### Supplied material:
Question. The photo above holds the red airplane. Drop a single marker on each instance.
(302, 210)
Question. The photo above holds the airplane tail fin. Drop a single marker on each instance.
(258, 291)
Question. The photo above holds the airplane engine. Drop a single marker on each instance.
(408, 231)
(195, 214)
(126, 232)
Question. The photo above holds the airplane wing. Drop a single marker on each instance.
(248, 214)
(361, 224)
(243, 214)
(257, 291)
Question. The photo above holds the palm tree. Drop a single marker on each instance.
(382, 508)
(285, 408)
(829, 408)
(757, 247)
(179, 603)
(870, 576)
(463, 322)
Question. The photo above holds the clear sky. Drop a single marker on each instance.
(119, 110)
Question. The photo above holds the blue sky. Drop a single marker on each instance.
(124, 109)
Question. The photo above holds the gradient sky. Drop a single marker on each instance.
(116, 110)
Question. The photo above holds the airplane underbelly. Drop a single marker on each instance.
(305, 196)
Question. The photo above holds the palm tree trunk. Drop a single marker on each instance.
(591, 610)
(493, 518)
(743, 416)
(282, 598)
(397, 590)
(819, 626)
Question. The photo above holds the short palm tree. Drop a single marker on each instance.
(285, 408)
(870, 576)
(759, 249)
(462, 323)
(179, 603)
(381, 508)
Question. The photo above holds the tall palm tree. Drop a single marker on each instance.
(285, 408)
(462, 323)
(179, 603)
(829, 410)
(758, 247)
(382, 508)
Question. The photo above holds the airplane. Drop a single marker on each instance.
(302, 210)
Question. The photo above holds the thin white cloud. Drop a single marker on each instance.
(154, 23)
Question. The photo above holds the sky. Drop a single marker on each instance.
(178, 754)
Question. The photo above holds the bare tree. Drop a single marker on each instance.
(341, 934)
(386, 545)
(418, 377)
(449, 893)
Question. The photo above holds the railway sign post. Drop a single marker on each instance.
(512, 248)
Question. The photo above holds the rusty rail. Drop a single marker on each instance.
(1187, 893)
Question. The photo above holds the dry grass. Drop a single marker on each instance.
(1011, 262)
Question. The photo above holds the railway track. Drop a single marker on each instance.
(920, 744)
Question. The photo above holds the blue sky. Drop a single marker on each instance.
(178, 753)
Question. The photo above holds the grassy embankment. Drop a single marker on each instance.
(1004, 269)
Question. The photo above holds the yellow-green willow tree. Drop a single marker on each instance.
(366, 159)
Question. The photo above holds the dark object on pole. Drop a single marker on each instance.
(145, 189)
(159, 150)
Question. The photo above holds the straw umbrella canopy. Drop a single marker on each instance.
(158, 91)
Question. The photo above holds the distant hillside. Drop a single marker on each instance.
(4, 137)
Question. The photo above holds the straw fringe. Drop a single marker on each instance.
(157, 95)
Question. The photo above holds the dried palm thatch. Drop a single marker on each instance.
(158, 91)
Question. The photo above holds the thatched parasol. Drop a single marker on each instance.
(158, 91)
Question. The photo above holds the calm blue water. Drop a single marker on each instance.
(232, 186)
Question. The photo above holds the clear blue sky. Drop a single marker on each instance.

### Directions:
Rewrite all of the records above, putting "pin" in place of every "marker" and leaving everything else untouched.

### Finished answer:
Question. The photo above holds the red airplane. Drop a single pin on each instance.
(302, 210)
Question. The photo above holds the airplane tail fin. Drop a single pin on each instance.
(258, 291)
Question. The photo above holds the airplane engine. Drop a single pin on each instance.
(408, 231)
(195, 214)
(126, 232)
Question. The photo above holds the airplane wing. Drop a single pin on each instance.
(248, 214)
(361, 224)
(243, 214)
(257, 291)
Question. The photo above holds the palm tree. Drop a single pin on each instance.
(382, 508)
(285, 408)
(829, 408)
(757, 247)
(179, 603)
(870, 576)
(463, 322)
Question. The photo above holds the clear sky. Drop a single pin on each instance.
(119, 110)
Question. The photo above holds the blue sky. Drop a single pin on each instance.
(124, 109)
Question. The photo above holds the gradient sky. Drop a single pin on each instance.
(116, 110)
Question. The photo above holds the airplane underbelly. Drop a single pin on each instance.
(305, 196)
Question. The photo above holds the palm tree trunk. Drop a single pin on each instance.
(591, 610)
(493, 518)
(743, 416)
(282, 598)
(397, 590)
(819, 626)
Question. The photo above holds the short palm tree. Drop a single pin on each instance.
(285, 408)
(870, 576)
(759, 249)
(462, 323)
(179, 603)
(381, 508)
Question. The photo above holds the tall palm tree. Drop a single pin on each instance.
(285, 408)
(462, 323)
(179, 603)
(829, 410)
(758, 247)
(382, 508)
Question. The photo above holds the airplane. Drop a single pin on each instance.
(302, 210)
Question. The photo above holds the thin white cloud. Drop a single pin on each instance.
(154, 23)
Question. The photo above holds the sky. Drop a single pin on each instance.
(178, 754)
Question. The photo above holds the bare tree. Drop a single pin on each instance.
(341, 934)
(386, 545)
(418, 377)
(449, 893)
Question. The photo above holds the railway sign post. Drop a single pin on each instance.
(512, 248)
Question. The photo above holds the rusty rail. Drop a single pin on each instance.
(1187, 893)
Question. The photo above holds the dry grass. Drop a single pin on each instance.
(1011, 262)
Question. The photo above holds the railway track. Drop a single pin on each instance.
(920, 744)
Question. The photo above holds the blue sky. Drop a single pin on each instance.
(178, 753)
Question. The photo above holds the grassy embankment. Drop a single pin on each instance.
(1004, 269)
Question. The photo above holds the yellow-green willow tree. Drop a single pin on each instance.
(366, 159)
Question. The photo above holds the dark object on pole. Drop a single pin on each instance.
(145, 189)
(159, 150)
Question. The photo above holds the straw umbrella canopy. Drop a single pin on each instance.
(158, 91)
Question. The photo above holds the distant hillside. Drop a single pin on each instance.
(4, 137)
Question. The photo above holds the straw fringe. Drop a single pin on each instance.
(157, 95)
Question. The photo above holds the dried palm thatch. Drop a single pin on each instance.
(158, 91)
Question. The photo above holds the thatched parasol. Drop a single pin on each instance.
(158, 91)
Question. The photo above holds the calm blue water. Drop a single pin on each instance.
(232, 186)
Question. The photo above holds the clear blue sky. Drop a single pin on each instance.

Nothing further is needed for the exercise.